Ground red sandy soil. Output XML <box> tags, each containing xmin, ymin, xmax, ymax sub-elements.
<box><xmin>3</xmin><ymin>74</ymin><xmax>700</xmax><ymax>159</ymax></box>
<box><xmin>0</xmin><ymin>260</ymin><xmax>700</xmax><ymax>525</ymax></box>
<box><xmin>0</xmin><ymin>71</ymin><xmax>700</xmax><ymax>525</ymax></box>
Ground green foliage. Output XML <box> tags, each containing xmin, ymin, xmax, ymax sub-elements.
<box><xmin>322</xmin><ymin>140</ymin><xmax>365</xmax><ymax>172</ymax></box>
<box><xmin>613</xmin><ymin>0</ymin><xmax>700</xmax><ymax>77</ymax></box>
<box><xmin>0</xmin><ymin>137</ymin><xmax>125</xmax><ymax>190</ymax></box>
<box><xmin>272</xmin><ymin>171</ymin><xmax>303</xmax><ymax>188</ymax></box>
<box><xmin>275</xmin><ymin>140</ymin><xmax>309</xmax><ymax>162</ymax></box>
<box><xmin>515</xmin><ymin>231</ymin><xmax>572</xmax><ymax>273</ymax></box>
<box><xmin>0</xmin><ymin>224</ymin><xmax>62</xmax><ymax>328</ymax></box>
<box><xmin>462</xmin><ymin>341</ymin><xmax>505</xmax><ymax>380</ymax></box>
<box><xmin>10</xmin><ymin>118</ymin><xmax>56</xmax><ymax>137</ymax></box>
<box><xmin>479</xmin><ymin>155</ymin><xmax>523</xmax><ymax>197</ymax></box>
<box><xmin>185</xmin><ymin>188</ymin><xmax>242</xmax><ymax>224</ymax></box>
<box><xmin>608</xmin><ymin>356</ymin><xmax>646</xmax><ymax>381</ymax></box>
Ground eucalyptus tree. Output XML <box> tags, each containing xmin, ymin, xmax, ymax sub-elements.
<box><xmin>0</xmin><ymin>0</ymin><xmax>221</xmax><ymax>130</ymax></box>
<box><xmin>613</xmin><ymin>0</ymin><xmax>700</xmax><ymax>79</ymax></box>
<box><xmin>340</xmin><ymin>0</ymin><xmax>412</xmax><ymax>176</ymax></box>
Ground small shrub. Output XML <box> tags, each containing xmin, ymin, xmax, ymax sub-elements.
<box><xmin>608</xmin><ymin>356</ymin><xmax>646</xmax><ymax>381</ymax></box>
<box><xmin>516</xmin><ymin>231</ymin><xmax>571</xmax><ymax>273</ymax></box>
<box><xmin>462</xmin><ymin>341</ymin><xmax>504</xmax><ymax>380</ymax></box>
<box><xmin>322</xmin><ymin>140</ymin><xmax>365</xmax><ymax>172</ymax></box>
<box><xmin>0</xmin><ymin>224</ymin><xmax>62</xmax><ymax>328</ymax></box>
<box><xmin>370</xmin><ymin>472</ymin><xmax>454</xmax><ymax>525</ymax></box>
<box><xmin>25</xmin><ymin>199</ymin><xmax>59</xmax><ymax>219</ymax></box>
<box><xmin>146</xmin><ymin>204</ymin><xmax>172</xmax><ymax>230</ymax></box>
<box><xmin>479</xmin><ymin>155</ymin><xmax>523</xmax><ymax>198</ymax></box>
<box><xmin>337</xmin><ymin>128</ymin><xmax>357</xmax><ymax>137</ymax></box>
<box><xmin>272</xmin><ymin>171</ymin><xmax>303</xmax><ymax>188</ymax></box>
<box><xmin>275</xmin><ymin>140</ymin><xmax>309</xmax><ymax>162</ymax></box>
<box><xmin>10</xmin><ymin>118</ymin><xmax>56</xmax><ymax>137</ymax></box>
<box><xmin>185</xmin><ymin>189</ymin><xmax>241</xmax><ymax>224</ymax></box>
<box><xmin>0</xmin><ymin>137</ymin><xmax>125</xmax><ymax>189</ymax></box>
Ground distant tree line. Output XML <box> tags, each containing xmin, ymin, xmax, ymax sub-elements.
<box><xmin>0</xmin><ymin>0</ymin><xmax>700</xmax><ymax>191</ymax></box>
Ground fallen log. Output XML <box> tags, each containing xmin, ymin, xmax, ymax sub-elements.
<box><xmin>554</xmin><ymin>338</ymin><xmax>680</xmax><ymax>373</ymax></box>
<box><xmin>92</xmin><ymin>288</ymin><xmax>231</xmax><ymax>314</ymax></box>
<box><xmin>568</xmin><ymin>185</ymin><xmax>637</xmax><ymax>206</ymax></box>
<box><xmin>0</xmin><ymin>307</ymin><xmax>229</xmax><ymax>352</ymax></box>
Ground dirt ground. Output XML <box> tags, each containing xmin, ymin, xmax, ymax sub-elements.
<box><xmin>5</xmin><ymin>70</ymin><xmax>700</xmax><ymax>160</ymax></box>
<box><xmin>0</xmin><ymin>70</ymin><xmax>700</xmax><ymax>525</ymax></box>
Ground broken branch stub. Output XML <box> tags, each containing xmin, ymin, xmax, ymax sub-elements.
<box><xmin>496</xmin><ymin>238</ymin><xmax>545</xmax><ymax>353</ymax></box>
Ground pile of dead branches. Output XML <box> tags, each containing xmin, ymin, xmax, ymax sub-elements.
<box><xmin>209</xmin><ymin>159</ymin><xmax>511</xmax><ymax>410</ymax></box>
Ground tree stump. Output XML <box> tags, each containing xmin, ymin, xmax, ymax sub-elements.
--- --- ---
GIVEN PROBLEM:
Write out the entire listing exactly.

FULL ANSWER:
Ground red sandy soil. Output XML <box> tags, each containing xmin, ymin, xmax, ymax sub-elements.
<box><xmin>3</xmin><ymin>74</ymin><xmax>700</xmax><ymax>159</ymax></box>
<box><xmin>0</xmin><ymin>260</ymin><xmax>700</xmax><ymax>525</ymax></box>
<box><xmin>0</xmin><ymin>71</ymin><xmax>700</xmax><ymax>525</ymax></box>
Ground green foliage. Output XML <box> tags, each containing xmin, ymin, xmax, ymax sub-elements.
<box><xmin>322</xmin><ymin>140</ymin><xmax>365</xmax><ymax>172</ymax></box>
<box><xmin>613</xmin><ymin>0</ymin><xmax>700</xmax><ymax>77</ymax></box>
<box><xmin>0</xmin><ymin>137</ymin><xmax>125</xmax><ymax>190</ymax></box>
<box><xmin>272</xmin><ymin>171</ymin><xmax>303</xmax><ymax>188</ymax></box>
<box><xmin>275</xmin><ymin>140</ymin><xmax>309</xmax><ymax>162</ymax></box>
<box><xmin>515</xmin><ymin>231</ymin><xmax>572</xmax><ymax>273</ymax></box>
<box><xmin>0</xmin><ymin>224</ymin><xmax>62</xmax><ymax>328</ymax></box>
<box><xmin>462</xmin><ymin>341</ymin><xmax>505</xmax><ymax>380</ymax></box>
<box><xmin>10</xmin><ymin>118</ymin><xmax>56</xmax><ymax>137</ymax></box>
<box><xmin>479</xmin><ymin>155</ymin><xmax>523</xmax><ymax>197</ymax></box>
<box><xmin>185</xmin><ymin>188</ymin><xmax>242</xmax><ymax>224</ymax></box>
<box><xmin>608</xmin><ymin>356</ymin><xmax>646</xmax><ymax>381</ymax></box>
Ground eucalyptus tree. Output XML <box> tags, each containing xmin, ymin, xmax, ymax sub-elements.
<box><xmin>0</xmin><ymin>0</ymin><xmax>221</xmax><ymax>130</ymax></box>
<box><xmin>613</xmin><ymin>0</ymin><xmax>700</xmax><ymax>79</ymax></box>
<box><xmin>340</xmin><ymin>0</ymin><xmax>412</xmax><ymax>176</ymax></box>
Ground small shrub. Output XML <box> tags, each containing xmin, ymin, xmax, ymax sub-elements.
<box><xmin>608</xmin><ymin>356</ymin><xmax>646</xmax><ymax>381</ymax></box>
<box><xmin>516</xmin><ymin>231</ymin><xmax>571</xmax><ymax>273</ymax></box>
<box><xmin>462</xmin><ymin>341</ymin><xmax>504</xmax><ymax>380</ymax></box>
<box><xmin>322</xmin><ymin>140</ymin><xmax>365</xmax><ymax>172</ymax></box>
<box><xmin>0</xmin><ymin>224</ymin><xmax>62</xmax><ymax>328</ymax></box>
<box><xmin>370</xmin><ymin>472</ymin><xmax>454</xmax><ymax>525</ymax></box>
<box><xmin>25</xmin><ymin>199</ymin><xmax>59</xmax><ymax>219</ymax></box>
<box><xmin>146</xmin><ymin>204</ymin><xmax>172</xmax><ymax>230</ymax></box>
<box><xmin>479</xmin><ymin>155</ymin><xmax>523</xmax><ymax>198</ymax></box>
<box><xmin>337</xmin><ymin>128</ymin><xmax>357</xmax><ymax>137</ymax></box>
<box><xmin>272</xmin><ymin>171</ymin><xmax>303</xmax><ymax>188</ymax></box>
<box><xmin>275</xmin><ymin>140</ymin><xmax>309</xmax><ymax>162</ymax></box>
<box><xmin>10</xmin><ymin>118</ymin><xmax>56</xmax><ymax>137</ymax></box>
<box><xmin>185</xmin><ymin>189</ymin><xmax>241</xmax><ymax>224</ymax></box>
<box><xmin>0</xmin><ymin>137</ymin><xmax>125</xmax><ymax>189</ymax></box>
Ground distant tree line. Output XML <box> tags, each containing xmin, ymin, xmax, ymax sub-elements.
<box><xmin>0</xmin><ymin>0</ymin><xmax>700</xmax><ymax>191</ymax></box>
Ground fallen log. Output XML <box> tags, each containing xmin, ymin, xmax, ymax sub-elements.
<box><xmin>554</xmin><ymin>338</ymin><xmax>680</xmax><ymax>373</ymax></box>
<box><xmin>92</xmin><ymin>288</ymin><xmax>231</xmax><ymax>314</ymax></box>
<box><xmin>568</xmin><ymin>185</ymin><xmax>637</xmax><ymax>206</ymax></box>
<box><xmin>0</xmin><ymin>307</ymin><xmax>229</xmax><ymax>352</ymax></box>
Ground dirt ground. Output XML <box> tags, each containing xmin, ymin, xmax, ymax sub-elements.
<box><xmin>5</xmin><ymin>70</ymin><xmax>700</xmax><ymax>160</ymax></box>
<box><xmin>0</xmin><ymin>70</ymin><xmax>700</xmax><ymax>525</ymax></box>
Ground broken branch stub. Output XML <box> tags, each containing xmin, ymin, xmax, ymax sub-elements.
<box><xmin>496</xmin><ymin>238</ymin><xmax>545</xmax><ymax>353</ymax></box>
Ground pile of dead branches. Output XML <box> tags, each containing xmin, ymin, xmax, ymax sub-elements.
<box><xmin>209</xmin><ymin>159</ymin><xmax>511</xmax><ymax>410</ymax></box>
Ground tree stump. Output XML <box> tags, each containing xmin, ymin, xmax, ymax sub-elements.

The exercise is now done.